• **Exercises**
a. Using the review of the Nightshade game below, decide whether each statement agrees with it: (i) Nightshade speaks more than most adventure protagonists; (ii) the museum curator can be delighted by reforming a dinosaur bone exhibit; (iii) the player must read graffiti before talking to squirrels. Answer yes or no for each and quote the deciding words.
b. In the review of the Nightshade game below, what word does the dead superhero Vortex use for the player in his pre-recorded messages?
c. Translate this sentence from the review of the Nightshade game below into Spanish: "What really sells the adventure is the audacious humor of its script and design."
— Start Provided text —
What really sells the adventure is the audacious humor of its script and design. Nightshade himself is an affable chap who shows a lot of enthusiasm for crime-busting and attempts to get the superhero lingo down pat, though he always seems to be just a bit off-kilter. Early on, after uncovering a secret passage, Nightshade blurts out: "Great quivering enigmas with a side salad and a light tartare sauce!" He actually does not speak an awful lot compared to other adventure protagonists, which is a bit unfortunate considering his comedy potential, but it also prevents him from becoming too obnoxious or grating. Big bad Sutekh often chews the scenery whenever he appears, proclaiming how unstoppable he is even though there's a hint of absurdity beneath him; just wait until you find out his real name and hear his insane plans near the end of the game! There are several city citizens with which to talk, like an old man who snubs you condescendingly until you clobber a crime boss, a museum curator whom you can cheese off by destroying one of his dinosaur bone exhibits (and delight by reforming it), and even the dead superhero Vortex who has oddly-specific pre-recorded messages for your benefit, referring to you as "boy" alongside spirited encouragements. Aside from humans, you can actually talk to cats after you read certain graffiti, but inexplicably, you can speak to squirrels inherently.
— End Provided text —
— Start Listed entries —
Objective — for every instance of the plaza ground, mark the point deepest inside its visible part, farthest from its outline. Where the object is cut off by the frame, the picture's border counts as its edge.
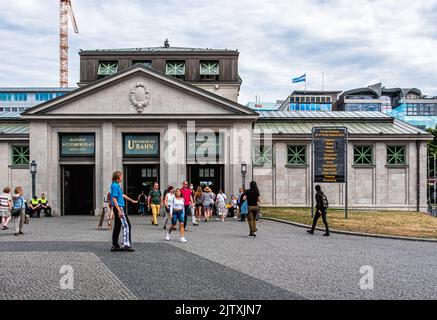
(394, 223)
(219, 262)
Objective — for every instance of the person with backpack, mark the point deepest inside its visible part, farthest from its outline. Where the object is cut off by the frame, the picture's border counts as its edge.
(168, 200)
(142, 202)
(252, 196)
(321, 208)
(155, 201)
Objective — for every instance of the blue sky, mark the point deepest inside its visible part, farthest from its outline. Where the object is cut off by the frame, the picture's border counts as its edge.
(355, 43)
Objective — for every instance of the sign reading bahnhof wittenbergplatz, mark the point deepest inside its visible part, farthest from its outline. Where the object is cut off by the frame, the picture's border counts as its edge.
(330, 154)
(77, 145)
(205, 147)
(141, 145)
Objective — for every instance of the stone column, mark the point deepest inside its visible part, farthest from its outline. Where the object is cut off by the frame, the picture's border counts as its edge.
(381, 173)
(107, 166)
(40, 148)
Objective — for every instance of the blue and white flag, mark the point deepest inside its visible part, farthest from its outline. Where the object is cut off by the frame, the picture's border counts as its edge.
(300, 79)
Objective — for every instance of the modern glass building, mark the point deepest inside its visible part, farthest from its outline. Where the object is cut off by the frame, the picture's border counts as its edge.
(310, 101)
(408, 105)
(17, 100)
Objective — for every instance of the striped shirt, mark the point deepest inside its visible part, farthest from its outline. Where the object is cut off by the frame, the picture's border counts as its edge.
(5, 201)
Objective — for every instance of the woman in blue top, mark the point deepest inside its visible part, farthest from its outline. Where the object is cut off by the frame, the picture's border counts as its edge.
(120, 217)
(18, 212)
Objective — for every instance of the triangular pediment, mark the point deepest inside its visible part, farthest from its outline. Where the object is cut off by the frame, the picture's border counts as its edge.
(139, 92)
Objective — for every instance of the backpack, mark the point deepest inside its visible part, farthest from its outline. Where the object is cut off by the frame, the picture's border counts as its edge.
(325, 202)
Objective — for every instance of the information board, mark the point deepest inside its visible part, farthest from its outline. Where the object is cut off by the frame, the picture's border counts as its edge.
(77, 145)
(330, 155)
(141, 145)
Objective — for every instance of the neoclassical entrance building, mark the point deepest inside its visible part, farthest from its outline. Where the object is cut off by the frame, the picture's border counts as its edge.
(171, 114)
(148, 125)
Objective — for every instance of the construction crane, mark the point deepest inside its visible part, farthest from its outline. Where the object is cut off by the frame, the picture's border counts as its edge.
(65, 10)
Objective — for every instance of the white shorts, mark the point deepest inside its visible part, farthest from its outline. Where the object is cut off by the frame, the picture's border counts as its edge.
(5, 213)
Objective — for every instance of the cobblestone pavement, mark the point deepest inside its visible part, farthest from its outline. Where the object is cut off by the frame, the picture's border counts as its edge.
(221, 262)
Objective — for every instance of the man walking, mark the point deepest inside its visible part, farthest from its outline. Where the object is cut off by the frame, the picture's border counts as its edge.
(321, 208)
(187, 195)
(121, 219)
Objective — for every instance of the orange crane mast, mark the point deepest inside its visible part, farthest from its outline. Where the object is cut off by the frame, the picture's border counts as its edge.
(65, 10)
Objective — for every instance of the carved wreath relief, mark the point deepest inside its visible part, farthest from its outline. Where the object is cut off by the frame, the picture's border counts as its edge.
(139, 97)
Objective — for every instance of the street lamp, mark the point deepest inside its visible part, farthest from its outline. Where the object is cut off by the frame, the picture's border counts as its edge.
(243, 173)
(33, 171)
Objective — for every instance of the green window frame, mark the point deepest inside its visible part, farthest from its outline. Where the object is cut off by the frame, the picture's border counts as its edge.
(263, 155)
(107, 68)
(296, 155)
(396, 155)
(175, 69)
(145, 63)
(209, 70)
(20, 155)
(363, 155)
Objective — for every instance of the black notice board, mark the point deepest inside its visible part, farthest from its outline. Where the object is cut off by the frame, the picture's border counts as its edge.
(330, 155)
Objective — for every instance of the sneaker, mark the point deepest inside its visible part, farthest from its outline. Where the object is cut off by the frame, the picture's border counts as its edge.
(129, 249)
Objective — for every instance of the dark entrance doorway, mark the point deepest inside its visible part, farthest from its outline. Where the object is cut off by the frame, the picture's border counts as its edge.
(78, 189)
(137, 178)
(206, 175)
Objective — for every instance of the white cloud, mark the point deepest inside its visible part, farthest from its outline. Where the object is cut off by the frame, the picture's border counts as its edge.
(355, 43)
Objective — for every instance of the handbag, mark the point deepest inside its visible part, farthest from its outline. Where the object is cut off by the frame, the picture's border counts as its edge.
— End Listed entries —
• **Exercise answers**
a.
(i) No: "He actually does not speak an awful lot compared to other adventure protagonists"
(ii) Yes: "a museum curator whom you can cheese off by destroying one of his dinosaur bone exhibits (and delight by reforming it)"
(iii) No: "inexplicably, you can speak to squirrels inherently"

b. He calls the player "boy."

c. Lo que realmente vende la aventura es el humor audaz de su guion y su diseño.